**GIVEN TASK:** From the forum post about PDFTextStripper, list every method name that appears, counting each name once.

**EXCERPTED PASSAGE:**

## Start

Hi all,
I was tying to manually feed text position objects to
processTextPosition method in PDFTextStripper class. I created a sub
class of PDFTextStripper and override processStream method. In
processStream method I manually created two text position objects for
words "W" and "H". At the end I passed them to processTextPosition
processTextPosition(textPosition1);
processTextPosition(textPosition2);
Then I tested it using
PDFTextStripper ocrStripper = new PDFOCRTextStripper();
PDDocument document = PDDocument.load("some pdf file");
String data = ocrStripper.getText(document);
System.out.println(data);
Output was : H W
Then I changed the sequence of passing TextPosition objects in [1]
processTextPosition(textPosition2);
processTextPosition(textPosition1);
Output was : WH
------------------------------
As far as I understood processTextPosition works with the text
position metadata like x and y co-ordinates of the input text. It
should not depend on the order of the input sequence. But in case It
seems like processTextPosition method works according to order of
input.
Ex. If I input W first, it prints W first without considering it's
actual position.
Is this the normal behaviour? Or am I missing something here?
[1] https://gist.github.com/DImuthuUpe/5dcfa9758f017794c649
--
Regards
W.Dimuthu Upeksha
Undergraduate
Department of Computer Science And Engineering
University of Moratuwa, Sri Lanka

## End

**DATA SECTION:**
## Start

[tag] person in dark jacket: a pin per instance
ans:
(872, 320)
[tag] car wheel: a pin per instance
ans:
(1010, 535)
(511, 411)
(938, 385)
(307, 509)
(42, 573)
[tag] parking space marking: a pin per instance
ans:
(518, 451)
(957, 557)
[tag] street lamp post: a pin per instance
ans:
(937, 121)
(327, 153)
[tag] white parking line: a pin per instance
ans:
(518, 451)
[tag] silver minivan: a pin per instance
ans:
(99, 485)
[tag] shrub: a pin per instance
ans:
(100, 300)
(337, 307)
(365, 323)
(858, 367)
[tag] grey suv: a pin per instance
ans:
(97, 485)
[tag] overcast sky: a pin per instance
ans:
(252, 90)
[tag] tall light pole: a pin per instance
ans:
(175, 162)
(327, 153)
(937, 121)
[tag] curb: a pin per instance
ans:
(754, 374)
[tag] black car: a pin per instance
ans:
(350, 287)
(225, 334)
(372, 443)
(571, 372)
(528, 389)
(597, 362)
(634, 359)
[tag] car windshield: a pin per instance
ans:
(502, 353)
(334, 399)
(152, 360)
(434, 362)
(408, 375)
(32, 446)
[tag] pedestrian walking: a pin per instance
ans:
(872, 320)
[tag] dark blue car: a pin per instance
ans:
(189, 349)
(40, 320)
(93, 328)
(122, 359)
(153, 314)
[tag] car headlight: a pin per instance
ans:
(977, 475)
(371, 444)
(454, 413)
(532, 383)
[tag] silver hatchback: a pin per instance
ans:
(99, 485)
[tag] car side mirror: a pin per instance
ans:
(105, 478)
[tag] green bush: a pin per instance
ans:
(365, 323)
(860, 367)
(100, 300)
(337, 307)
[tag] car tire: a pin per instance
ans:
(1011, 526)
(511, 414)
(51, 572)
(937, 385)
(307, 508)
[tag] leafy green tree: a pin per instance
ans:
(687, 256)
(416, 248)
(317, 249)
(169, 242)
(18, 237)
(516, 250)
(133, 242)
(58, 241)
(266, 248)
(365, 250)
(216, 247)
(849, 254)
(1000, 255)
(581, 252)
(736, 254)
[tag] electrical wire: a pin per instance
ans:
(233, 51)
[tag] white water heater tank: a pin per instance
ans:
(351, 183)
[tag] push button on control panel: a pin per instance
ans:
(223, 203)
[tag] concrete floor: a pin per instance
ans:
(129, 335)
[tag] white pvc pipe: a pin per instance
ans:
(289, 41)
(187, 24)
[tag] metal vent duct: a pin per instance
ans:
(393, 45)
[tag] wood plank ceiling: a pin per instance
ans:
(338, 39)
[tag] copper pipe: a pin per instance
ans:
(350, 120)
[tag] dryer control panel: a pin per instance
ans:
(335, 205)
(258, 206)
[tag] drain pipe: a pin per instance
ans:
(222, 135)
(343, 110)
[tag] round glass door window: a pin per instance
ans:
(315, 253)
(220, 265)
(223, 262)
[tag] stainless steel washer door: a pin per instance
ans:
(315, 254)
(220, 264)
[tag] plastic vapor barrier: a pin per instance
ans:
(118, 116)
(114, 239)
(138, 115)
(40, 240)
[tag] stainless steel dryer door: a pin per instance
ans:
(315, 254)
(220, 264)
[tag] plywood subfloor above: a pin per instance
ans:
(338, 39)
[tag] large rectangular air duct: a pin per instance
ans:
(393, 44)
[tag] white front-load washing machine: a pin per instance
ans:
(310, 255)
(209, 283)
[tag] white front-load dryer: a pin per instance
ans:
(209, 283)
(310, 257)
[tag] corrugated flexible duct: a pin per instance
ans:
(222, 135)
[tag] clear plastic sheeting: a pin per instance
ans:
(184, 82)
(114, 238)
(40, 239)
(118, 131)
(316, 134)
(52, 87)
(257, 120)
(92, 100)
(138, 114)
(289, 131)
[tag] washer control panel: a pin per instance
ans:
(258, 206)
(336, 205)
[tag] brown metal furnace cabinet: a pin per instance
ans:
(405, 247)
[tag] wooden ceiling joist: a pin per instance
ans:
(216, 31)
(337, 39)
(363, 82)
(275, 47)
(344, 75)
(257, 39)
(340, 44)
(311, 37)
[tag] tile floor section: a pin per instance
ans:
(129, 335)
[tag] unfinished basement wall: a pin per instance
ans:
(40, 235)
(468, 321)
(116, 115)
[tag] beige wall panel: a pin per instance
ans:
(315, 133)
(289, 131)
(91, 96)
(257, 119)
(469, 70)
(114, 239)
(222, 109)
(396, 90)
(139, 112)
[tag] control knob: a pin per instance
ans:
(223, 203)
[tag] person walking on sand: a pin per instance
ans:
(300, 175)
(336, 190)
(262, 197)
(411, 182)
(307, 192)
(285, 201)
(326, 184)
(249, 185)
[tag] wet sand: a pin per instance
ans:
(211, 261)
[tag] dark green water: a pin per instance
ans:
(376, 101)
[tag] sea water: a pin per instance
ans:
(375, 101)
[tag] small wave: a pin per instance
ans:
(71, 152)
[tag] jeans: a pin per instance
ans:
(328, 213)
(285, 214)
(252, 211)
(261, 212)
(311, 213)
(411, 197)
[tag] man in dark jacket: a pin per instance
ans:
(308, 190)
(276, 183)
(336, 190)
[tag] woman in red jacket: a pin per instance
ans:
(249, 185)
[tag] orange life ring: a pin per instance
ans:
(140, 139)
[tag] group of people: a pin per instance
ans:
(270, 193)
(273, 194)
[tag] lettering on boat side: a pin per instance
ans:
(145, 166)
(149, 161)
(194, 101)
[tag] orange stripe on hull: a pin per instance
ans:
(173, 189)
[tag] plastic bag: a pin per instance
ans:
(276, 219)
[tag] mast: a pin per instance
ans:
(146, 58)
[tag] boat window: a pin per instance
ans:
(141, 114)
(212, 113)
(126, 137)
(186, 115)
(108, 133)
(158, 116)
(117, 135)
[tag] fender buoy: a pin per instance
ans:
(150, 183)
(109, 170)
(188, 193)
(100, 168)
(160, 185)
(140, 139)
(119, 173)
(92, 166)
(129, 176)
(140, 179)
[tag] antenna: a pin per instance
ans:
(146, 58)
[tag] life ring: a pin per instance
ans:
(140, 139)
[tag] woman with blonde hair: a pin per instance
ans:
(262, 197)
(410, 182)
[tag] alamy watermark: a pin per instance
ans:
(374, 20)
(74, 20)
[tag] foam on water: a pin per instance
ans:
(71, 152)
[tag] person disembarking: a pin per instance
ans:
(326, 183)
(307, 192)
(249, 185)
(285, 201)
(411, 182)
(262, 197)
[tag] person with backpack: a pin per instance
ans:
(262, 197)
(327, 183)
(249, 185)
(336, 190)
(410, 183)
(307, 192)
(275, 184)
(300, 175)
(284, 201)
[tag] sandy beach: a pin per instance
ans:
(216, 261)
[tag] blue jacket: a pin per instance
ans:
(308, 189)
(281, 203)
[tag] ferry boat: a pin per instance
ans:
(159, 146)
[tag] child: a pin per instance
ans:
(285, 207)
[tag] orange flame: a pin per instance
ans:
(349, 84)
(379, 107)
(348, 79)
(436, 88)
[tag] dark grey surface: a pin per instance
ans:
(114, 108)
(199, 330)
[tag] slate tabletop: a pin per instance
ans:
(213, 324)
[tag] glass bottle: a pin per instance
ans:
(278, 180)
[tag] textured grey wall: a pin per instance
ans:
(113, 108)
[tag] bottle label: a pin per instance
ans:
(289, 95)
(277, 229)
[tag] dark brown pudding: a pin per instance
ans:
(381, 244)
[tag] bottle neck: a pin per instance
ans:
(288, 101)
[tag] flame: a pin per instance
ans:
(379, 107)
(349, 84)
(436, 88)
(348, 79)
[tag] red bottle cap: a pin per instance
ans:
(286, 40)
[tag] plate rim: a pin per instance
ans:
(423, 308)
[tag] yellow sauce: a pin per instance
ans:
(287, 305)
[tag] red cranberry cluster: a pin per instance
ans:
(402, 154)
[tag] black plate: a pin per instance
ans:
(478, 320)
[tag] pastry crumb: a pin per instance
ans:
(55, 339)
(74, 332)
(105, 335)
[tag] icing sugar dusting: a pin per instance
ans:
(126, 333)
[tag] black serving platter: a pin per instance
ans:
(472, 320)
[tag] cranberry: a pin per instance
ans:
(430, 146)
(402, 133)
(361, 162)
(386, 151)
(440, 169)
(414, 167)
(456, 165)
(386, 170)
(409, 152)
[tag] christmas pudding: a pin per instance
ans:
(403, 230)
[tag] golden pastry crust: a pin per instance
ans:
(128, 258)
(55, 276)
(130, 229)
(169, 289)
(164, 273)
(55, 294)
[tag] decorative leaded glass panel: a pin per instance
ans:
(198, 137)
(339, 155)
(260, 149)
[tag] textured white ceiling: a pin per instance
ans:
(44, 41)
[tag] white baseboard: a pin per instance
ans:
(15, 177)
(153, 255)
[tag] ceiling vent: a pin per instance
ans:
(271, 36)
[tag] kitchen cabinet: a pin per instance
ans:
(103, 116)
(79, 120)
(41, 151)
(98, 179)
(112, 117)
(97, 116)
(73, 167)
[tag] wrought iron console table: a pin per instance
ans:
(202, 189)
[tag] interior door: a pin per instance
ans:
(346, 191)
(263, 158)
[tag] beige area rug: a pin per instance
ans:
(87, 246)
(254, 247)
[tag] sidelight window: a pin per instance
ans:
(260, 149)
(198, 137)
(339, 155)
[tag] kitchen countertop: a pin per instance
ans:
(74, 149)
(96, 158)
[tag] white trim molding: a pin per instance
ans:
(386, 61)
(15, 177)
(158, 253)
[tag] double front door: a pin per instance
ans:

## End

**EXERCISE SOLUTION:** processTextPosition, processStream, load, getText, println